--- Trecho selecionado ---
Por Juliana Ferreira

Os fenômenos tiveram início cedo. Numa noite fria e chuvosa de 1992, quando eu tinha apenas dois anos, em Pirassununga, no interior de São Paulo. Minha mãe viu o que estaria por vir. Brincava em seu colo, quando exclamei de repente: “mãe, o lobo mau está do seu lado!”. Não havia mais ninguém em casa e o arrepio dominou seus braços, o que a fez ir para varanda comigo, naquela noite gélida, até que meu pai chegasse. Muitos podem dizer que se tratou apenas de imaginação infantil. Mas, ao longo dos anos, foram muitos os casos que me amedrontaram. Só consegui dormir de luz apagada aos 18 anos. Sem falar nas noites que tremia de medo e obrigava minha irmã a deitar bem abraçada a mim.

Quando comecei a perceber pensamentos que não eram meus, achei que estava louca. No entanto, tais vozes me ajudaram a sair viva de um assalto em que fui feita refém (anos mais tarde, minha amiga disse ter visto sua avó ao meu lado), previram a morte do meu avô e me contaram que meu cunhado seria roubado. Sem falar nas intuições bobas do dia a dia, como a queda de um copo ou um tropeço. Tudo isso reforçou o grande assombro que desde sempre nutri pela morte. Nunca me vi capaz de me relacionar com ela.

Nascida em berço espírita, doutrina que se pretende reveladora da vida após a morte e da reencarnação, nunca consegui de fato me apegar à crença. Sempre duvidei da existência de algo no lado de lá. E tal dúvida se intensificou quando entrei para o mundo acadêmico. Nietzsche, Durkheim e tantos outros não ajudaram. Cheguei a me declarar ateia. Até que a iminência da morte apareceu.

--- Objetivo da tarefa ---
Indique se cada afirmação a seguir está de acordo com o relato sobre fenômenos e a morte, respondendo sim ou não e citando literalmente as palavras do texto que decidem a questão.
1. O primeiro episódio contado aconteceu em 1992, em Pirassununga.
2. Quem narra dorme de luz apagada desde a infância.
3. A entrada no mundo acadêmico diminuiu a dúvida sobre a existência de algo no lado de lá.

--- Material fornecido ---
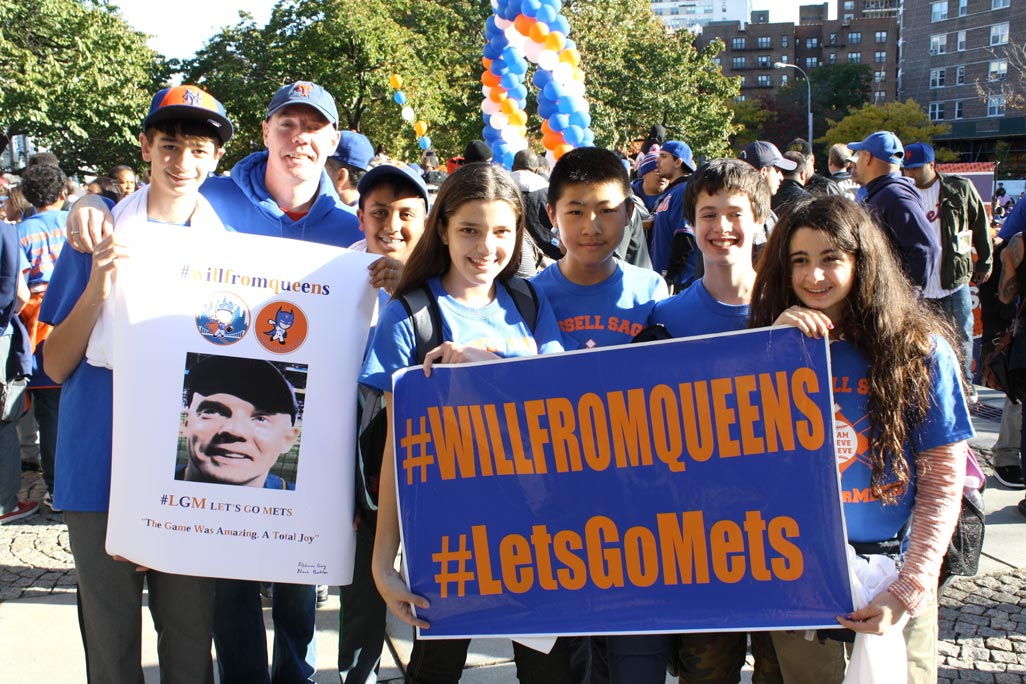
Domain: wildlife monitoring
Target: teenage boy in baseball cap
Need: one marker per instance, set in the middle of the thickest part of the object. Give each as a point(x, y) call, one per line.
point(183, 138)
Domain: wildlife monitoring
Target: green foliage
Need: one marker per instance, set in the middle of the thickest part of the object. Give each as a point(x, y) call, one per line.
point(906, 120)
point(637, 73)
point(77, 79)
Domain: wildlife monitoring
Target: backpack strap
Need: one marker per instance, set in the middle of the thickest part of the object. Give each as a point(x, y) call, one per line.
point(423, 311)
point(525, 299)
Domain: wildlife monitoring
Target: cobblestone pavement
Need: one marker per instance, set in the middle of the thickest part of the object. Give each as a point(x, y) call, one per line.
point(982, 618)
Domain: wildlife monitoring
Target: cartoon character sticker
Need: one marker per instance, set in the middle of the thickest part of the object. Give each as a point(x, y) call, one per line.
point(282, 327)
point(224, 319)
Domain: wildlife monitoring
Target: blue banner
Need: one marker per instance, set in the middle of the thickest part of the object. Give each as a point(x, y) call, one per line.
point(674, 486)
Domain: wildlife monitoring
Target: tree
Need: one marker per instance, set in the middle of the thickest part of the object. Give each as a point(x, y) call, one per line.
point(83, 80)
point(906, 120)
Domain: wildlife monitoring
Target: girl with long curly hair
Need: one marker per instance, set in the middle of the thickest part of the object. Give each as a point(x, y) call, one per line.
point(829, 270)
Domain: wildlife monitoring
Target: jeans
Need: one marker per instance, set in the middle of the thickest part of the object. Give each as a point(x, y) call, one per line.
point(957, 307)
point(239, 637)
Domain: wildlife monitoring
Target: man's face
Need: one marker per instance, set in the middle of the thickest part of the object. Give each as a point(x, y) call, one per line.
point(392, 222)
point(299, 141)
point(179, 164)
point(126, 180)
point(233, 442)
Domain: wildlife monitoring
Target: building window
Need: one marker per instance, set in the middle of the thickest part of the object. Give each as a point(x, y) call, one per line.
point(995, 106)
point(999, 34)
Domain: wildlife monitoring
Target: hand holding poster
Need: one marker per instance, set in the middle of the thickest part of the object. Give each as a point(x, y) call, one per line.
point(235, 357)
point(686, 485)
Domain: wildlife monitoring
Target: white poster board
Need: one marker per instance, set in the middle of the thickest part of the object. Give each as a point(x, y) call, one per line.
point(235, 360)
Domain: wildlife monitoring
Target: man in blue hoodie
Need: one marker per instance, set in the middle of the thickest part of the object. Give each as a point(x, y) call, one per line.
point(280, 192)
point(893, 199)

--- Resposta do exercício ---
1. Sim: “Numa noite fria e chuvosa de 1992, quando eu tinha apenas dois anos, em Pirassununga, no interior de São Paulo.”
2. Não: “Só consegui dormir de luz apagada aos 18 anos.”
3. Não: “E tal dúvida se intensificou quando entrei para o mundo acadêmico.”